**** READING TEXT ****

It is a rough, lawless place where the drug trade is brisk and the cocaine is allegedly the finest you can buy. In the words of someone who just visited her husband, “If you didn’t go in a drug addict, you will almost certainly leave as one – if you leave at all.”

The prison is home to murderers, rapists, thieves, drug dealers, smugglers, and users. Major crimes and minor ones warrant imprisonment in Palmasola. One offense that is almost certain to get you tossed into this harsh wasteland is upsetting the government of Bolivia’s president, Evo Morales.

Needless to say, if you are Jewish and observant, Palmasola is definitely not the place to be. There is no kosher food there, and nowhere among the many churches within its walls does a synagogue stand.

So what does an observant Jewish man do when he gets incarcerated in Santa Cruz, and what could he have done to be put there in the first place?

For 11 months now, an American man from Borough Park, Brooklyn, has been in Palmasola prison. In the interest of full disclosure, I represent his wife in her efforts to call attention to what clearly is a huge injustice.

Jacob Ostreicher, a 53-year-old father of five and grandfather of 11, was arrested in June 2011 on suspicion of money-laundering. Unlike in the United States, where one is innocent until proven guilty, the Bolivian prosecutor claims that Ostreicher was jailed because he failed to prove the money he used for a land deal was obtained legally. The Bolivian government, for its part, cannot prove that it was illegal. After more than 25 hearings, what is most evident is that there is no evidence – at least none that the government thinks will stand up in court.

**** DATA ****

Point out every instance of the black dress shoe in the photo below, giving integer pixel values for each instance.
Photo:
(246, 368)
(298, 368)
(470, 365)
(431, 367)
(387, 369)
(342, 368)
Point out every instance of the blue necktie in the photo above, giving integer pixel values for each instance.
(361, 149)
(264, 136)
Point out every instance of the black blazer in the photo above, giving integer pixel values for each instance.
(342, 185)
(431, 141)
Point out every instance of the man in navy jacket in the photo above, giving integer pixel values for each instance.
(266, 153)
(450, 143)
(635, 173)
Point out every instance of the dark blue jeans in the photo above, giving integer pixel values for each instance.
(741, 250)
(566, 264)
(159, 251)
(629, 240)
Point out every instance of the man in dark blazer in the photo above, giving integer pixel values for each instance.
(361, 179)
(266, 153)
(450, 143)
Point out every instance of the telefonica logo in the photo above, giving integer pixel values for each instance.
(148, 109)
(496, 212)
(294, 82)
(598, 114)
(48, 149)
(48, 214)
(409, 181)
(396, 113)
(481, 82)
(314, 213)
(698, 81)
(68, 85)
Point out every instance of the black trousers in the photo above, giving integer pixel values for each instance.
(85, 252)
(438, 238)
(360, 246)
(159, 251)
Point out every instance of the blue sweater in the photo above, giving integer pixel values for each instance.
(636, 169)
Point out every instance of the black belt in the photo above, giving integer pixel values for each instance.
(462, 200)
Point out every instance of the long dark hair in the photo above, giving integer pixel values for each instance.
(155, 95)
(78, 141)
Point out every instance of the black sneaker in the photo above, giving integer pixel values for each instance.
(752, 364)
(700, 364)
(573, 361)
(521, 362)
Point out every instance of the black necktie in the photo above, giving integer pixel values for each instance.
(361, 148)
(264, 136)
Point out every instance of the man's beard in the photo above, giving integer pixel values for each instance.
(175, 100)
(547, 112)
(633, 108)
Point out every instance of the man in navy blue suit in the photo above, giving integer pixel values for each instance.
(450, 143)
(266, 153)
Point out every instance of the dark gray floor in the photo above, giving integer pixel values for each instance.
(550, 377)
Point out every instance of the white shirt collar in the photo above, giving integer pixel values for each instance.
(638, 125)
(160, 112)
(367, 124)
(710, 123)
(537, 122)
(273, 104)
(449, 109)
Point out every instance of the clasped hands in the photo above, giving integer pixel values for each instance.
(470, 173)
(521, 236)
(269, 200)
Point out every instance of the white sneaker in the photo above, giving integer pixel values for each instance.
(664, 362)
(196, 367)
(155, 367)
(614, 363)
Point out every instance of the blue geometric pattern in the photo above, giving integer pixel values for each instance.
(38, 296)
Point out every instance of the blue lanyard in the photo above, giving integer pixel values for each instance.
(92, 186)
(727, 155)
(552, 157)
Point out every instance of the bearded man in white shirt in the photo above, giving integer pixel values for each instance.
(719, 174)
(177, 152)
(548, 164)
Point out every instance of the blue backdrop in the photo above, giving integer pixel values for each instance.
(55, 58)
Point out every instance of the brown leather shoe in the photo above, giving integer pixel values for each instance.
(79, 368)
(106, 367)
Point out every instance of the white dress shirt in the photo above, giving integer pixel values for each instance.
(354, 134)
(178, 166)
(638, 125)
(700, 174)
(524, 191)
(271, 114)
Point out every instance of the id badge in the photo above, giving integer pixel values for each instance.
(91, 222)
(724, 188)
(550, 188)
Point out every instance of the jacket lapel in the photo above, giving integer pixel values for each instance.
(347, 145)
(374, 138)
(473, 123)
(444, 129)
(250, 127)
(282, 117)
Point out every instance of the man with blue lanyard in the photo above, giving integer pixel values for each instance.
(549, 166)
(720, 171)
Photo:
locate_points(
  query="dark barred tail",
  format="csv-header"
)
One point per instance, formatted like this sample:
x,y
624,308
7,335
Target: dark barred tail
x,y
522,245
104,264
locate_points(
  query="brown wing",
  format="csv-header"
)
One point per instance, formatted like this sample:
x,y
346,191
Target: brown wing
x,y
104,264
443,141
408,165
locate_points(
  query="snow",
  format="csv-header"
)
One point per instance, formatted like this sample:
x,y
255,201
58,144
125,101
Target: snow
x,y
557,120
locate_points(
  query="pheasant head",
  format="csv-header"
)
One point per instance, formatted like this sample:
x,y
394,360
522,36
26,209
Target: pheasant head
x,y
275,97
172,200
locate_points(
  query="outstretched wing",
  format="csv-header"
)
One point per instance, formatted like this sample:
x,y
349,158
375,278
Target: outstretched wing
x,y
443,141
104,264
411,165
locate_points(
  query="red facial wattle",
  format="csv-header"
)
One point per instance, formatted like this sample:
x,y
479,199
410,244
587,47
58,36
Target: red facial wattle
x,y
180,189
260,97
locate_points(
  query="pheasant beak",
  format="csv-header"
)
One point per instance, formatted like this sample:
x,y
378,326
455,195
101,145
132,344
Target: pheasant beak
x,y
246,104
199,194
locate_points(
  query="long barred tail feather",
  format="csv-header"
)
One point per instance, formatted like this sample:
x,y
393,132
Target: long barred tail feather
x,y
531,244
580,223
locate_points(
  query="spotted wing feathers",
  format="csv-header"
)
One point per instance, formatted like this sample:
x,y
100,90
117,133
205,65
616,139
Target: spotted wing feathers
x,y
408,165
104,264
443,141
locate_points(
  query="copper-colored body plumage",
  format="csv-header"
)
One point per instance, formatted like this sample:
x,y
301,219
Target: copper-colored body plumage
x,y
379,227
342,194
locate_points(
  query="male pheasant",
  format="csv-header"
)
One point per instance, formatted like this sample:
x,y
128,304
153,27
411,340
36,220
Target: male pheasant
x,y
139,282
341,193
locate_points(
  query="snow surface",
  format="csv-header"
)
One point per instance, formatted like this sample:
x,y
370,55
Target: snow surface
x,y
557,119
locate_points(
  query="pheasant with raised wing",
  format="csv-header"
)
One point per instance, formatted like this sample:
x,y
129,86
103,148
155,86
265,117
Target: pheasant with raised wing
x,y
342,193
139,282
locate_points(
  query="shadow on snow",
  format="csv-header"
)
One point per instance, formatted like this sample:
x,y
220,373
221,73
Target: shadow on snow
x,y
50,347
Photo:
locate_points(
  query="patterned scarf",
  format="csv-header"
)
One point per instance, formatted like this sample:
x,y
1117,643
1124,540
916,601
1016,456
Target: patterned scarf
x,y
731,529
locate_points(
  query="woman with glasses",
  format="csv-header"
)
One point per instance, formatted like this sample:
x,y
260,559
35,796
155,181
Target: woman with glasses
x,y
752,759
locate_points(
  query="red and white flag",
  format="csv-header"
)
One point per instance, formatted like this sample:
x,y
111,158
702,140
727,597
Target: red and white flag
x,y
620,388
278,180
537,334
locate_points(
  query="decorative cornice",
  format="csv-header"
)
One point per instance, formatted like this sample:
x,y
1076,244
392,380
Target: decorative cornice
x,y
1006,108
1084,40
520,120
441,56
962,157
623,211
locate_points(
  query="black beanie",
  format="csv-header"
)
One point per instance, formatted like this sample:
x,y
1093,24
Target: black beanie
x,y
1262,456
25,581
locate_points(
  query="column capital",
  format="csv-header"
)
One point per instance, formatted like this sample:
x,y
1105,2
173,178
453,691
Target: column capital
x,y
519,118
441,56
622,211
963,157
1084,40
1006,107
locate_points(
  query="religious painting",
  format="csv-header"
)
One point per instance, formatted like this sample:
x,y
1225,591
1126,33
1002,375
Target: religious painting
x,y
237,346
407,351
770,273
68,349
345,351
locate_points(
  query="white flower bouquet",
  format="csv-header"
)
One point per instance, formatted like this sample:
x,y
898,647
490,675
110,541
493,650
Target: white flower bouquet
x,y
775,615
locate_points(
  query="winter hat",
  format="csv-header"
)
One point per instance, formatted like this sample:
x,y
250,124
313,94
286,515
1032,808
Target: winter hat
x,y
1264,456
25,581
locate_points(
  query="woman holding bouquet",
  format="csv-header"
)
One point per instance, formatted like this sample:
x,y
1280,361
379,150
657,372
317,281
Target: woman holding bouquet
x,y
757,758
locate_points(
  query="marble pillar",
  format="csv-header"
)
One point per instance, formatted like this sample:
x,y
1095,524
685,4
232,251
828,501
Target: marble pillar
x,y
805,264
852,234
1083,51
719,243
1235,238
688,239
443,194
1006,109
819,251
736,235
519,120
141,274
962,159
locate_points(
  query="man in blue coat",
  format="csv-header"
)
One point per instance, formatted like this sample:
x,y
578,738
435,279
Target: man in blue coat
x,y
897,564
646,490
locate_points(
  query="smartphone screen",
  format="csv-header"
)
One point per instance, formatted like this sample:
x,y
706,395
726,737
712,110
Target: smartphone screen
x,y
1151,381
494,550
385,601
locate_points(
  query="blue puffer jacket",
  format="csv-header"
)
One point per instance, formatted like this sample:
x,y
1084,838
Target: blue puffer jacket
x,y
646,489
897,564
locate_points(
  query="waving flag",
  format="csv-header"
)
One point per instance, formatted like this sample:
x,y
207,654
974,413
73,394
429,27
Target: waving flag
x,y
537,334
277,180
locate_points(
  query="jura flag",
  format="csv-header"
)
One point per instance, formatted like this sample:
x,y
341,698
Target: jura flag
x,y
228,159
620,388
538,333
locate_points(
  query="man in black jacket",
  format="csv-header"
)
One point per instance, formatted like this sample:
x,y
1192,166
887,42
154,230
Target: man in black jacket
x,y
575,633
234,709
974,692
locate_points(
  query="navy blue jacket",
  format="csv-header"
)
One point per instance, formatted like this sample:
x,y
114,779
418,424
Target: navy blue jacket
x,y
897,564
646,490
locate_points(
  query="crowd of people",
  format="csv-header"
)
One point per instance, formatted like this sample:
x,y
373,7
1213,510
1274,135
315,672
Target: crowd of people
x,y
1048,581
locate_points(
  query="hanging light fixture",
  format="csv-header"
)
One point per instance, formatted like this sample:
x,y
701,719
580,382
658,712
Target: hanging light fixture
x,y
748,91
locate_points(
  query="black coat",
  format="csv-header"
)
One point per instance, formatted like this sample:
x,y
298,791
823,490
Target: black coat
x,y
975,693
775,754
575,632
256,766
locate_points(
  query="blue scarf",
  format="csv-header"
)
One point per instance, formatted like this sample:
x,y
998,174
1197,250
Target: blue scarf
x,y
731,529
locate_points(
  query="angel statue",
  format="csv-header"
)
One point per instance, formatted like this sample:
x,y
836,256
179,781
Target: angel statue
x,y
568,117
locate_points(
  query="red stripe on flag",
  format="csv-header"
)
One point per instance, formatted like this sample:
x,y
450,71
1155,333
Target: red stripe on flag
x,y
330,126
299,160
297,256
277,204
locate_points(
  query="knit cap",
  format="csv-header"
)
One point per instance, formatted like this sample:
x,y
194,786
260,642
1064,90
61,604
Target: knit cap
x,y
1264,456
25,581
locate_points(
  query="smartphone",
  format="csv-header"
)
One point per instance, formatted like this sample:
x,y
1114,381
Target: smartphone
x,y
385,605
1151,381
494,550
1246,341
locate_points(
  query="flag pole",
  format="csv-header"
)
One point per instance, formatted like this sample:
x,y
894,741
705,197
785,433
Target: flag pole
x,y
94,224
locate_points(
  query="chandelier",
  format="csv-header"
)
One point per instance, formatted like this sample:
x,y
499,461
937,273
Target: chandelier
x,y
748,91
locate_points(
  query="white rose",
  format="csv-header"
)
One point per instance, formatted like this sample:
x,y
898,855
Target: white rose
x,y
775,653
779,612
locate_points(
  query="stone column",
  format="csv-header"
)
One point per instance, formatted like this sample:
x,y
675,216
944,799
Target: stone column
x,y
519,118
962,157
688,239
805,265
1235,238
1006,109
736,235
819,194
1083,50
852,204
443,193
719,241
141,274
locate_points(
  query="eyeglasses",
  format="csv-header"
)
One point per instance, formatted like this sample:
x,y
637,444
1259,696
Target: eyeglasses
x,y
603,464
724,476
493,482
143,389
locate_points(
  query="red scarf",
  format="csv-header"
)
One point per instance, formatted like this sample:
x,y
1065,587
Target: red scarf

****

**EXERCISE SET:**
1 – Translate this sentence from the text about Palmasola prison into Spanish: "There is no kosher food there, and nowhere among the many churches within its walls does a synagogue stand."
2 – Turn the paragraph of the Palmasola prison text that begins "Jacob Ostreicher, a 53-year-old father" into a bulleted list that keeps its main facts.
3 – Carry on the text about Palmasola prison from its final sentence, in the same plain voice.
The records have nothing to do with the text about Palmasola prison.

**TASK RESPONSES:**
1 – No hay comida kosher allí, y en ningún lugar entre las muchas iglesias dentro de sus muros se alza una sinagoga.

2 –
- Jacob Ostreicher is 53, a father of five and a grandfather of 11.
- He was arrested in June 2011 on suspicion of money-laundering.
- The Bolivian prosecutor says he was jailed because he failed to prove that the money he used for a land deal was obtained legally.
- The Bolivian government cannot prove that the money was illegal.
- After more than 25 hearings, there is no evidence that the government thinks will stand up in court.

3 –
The facts are simple. In 2008, Ostreicher’s Swiss money manager and some other investors purchased Bolivian cattle and rice fields for about $20 million. They hired a local woman to manage the business, and the woman allegedly embezzled the money, investing it with a drug trafficker.

It was after Ostreicher filed charges against the woman for theft that his problems escalated. He was arrested on suspicion of laundering drug money when he went to authorities to file a grievance against the woman, who is also now in prison.

The last significant legal proceedings yielded an odd result. The defense received a letter from Interpol saying that Ostreicher was not wanted anywhere, so in September 2011, the judge on the case believed there was sufficient evidence to release him. That judge ordered Jacob’s release, but only six days later reversed his decision. Miriam Ungar, Ostreicher’s wife, said that the judge later claimed that he was threatened with jail time unless he reversed his decision. That judge was promoted and a new judge was assigned to the case. He resigned after five scheduled hearings. There is no judge currently assigned to Ostreicher’s case.

Ungar is now campaigning to get her husband released. She says that neither Sens. Charles Schumer nor Kirsten Gillibrand pay attention to her husband’s case, and that the same is true of her congressman, Rep. Jerrold Nadler. She believes that if New York’s congressional delegation pushes the United States State Department to act, that could move the scales of justice for Jacob.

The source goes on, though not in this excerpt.